SHORT PROBLEM 1.
Reproduce the part of the cart-and-package momentum solution starting at "Explanations & Calculations" and ending at "the system leftward.".

Explanations & Calculations

• To calculate the final velocity of the cart-package system, consider the conservation of linear momentum of the system leftward.

$\qquad\qquad \begin{aligned} \leftarrow\\ \small m_1v_1+m_2v_2&=\small (m_1+m_2)V\\ \small V&=\small \frac{50kg\times5ms^{-1}+15kg\times3ms^{-1}\cos37}{(50+15)kg} \\ &=\small 4.4\,ms^{-1} \end{aligned}$

• The package experiences a projectile just after leaving the chute. Therefore, it has both vertical and horizontal velocities. The horizontal velocity is already been used in the previous part which remains the same for the entire projectile.
• So to calculate the vertical velocity component just before the package lands in the cart, apply $\small v^2=u^2+2as$.

$\qquad\qquad \begin{aligned} \small v^2&=\small (3\sin37)^2+2\times9.8\times4\\ \small v&=\small 9.0ms^{-1} \end{aligned}$

• Therefore, the velocity just before landing in the cart is

$\qquad\qquad \begin{aligned} \small v_f&=\small \sqrt{9^2+(3\cos37))^2}\\ &=\small 9.3ms^{-1} \end{aligned}$

• Its direction is

$\qquad\qquad \begin{aligned} \small \theta&=\small \tan^{-1}\Big(\frac{9}{3\cos37}\Big)\\ &=\small 75.1^0[South\,of\,West] \end{aligned}$

DATA TO USE.
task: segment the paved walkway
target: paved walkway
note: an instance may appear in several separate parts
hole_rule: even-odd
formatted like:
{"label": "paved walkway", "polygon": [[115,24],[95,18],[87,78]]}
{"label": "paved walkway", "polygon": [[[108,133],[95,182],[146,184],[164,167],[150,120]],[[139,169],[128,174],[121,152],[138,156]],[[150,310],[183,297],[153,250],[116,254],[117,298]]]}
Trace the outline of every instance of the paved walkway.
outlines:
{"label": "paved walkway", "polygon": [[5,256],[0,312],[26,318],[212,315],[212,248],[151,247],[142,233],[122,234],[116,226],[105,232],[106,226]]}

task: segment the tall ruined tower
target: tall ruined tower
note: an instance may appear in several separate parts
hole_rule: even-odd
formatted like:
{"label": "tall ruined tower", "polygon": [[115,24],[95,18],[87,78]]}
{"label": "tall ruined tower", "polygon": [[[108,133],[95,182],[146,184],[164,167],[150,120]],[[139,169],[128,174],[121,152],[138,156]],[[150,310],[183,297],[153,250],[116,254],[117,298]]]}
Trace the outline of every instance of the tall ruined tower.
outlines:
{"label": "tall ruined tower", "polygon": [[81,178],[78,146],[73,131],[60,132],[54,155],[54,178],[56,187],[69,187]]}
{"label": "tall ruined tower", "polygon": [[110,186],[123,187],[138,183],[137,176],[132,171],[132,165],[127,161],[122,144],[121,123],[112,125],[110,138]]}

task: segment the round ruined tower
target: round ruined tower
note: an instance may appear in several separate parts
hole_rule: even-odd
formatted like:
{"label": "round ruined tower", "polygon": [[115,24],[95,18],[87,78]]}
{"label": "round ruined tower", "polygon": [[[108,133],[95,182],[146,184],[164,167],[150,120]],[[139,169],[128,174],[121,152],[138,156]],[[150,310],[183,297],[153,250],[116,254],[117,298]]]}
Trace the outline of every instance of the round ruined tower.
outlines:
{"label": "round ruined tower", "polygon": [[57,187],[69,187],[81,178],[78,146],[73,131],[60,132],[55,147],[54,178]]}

SHORT PROBLEM 2.
Please recast the records as a numbered list, starting at the line that contains "task: segment the tall ruined tower" and ending at the last line of the records, including both of those lines and leaving out blank lines.

FINAL RESULT 1.
Explanations & Calculations

• To calculate the final velocity of the cart-package system, consider the conservation of linear momentum of the system leftward.

FINAL RESULT 2.
1. task: segment the tall ruined tower
2. target: tall ruined tower
3. note: an instance may appear in several separate parts
4. hole_rule: even-odd
5. formatted like:
6. {"label": "tall ruined tower", "polygon": [[115,24],[95,18],[87,78]]}
7. {"label": "tall ruined tower", "polygon": [[[108,133],[95,182],[146,184],[164,167],[150,120]],[[139,169],[128,174],[121,152],[138,156]],[[150,310],[183,297],[153,250],[116,254],[117,298]]]}
8. Trace the outline of every instance of the tall ruined tower.
9. outlines:
10. {"label": "tall ruined tower", "polygon": [[81,178],[78,146],[73,131],[60,132],[54,155],[54,178],[56,187],[69,187]]}
11. {"label": "tall ruined tower", "polygon": [[110,186],[123,187],[138,183],[137,176],[132,171],[132,165],[127,161],[122,144],[121,123],[112,125],[110,138]]}
12. task: segment the round ruined tower
13. target: round ruined tower
14. note: an instance may appear in several separate parts
15. hole_rule: even-odd
16. formatted like:
17. {"label": "round ruined tower", "polygon": [[115,24],[95,18],[87,78]]}
18. {"label": "round ruined tower", "polygon": [[[108,133],[95,182],[146,184],[164,167],[150,120]],[[139,169],[128,174],[121,152],[138,156]],[[150,310],[183,297],[153,250],[116,254],[117,298]]]}
19. Trace the outline of every instance of the round ruined tower.
20. outlines:
21. {"label": "round ruined tower", "polygon": [[57,187],[69,187],[81,178],[78,146],[73,131],[60,132],[55,147],[54,178]]}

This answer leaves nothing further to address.